*INSTRUCTIONS TO FOLLOW*.
The entries below are to be written out exactly, with no images included.

########

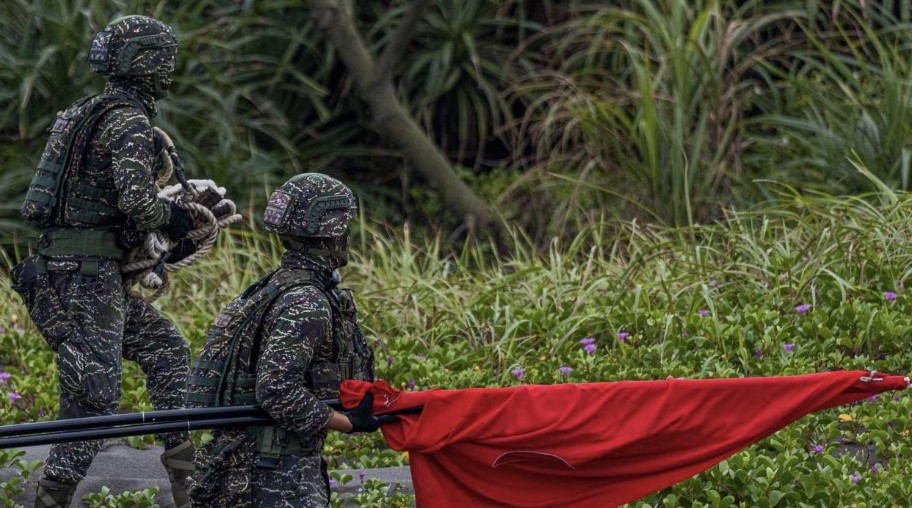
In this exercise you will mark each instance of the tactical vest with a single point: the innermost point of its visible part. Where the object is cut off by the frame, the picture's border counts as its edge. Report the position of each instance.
(62, 156)
(225, 372)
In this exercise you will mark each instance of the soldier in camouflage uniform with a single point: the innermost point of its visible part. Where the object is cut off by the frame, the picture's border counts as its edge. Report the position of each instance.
(289, 352)
(94, 197)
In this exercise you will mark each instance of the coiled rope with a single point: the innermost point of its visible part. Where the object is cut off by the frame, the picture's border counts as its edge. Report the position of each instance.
(203, 199)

########

*TASK ANSWER*.
In this exercise you will mark each instance of the tactical vest with a single point: the innermost point of its visible part. Where the object is cut off by the frame, the picture's border counts as its edge. Report the position of each instance.
(62, 156)
(225, 372)
In this exercise you will mark each instance of the soldier in camouflage uniform with a single point: the innermost point of its visible part. Where the object is cut off by the frame, the picture's border counts as its edge. Report the position of each instance.
(289, 352)
(94, 197)
In this exercise you will mark each instance of the coiled rope with a single point: the innermost point of its visible part. Where the object is cut off by the frame, the picture's border counts as its edge. Report the position of each instance.
(203, 199)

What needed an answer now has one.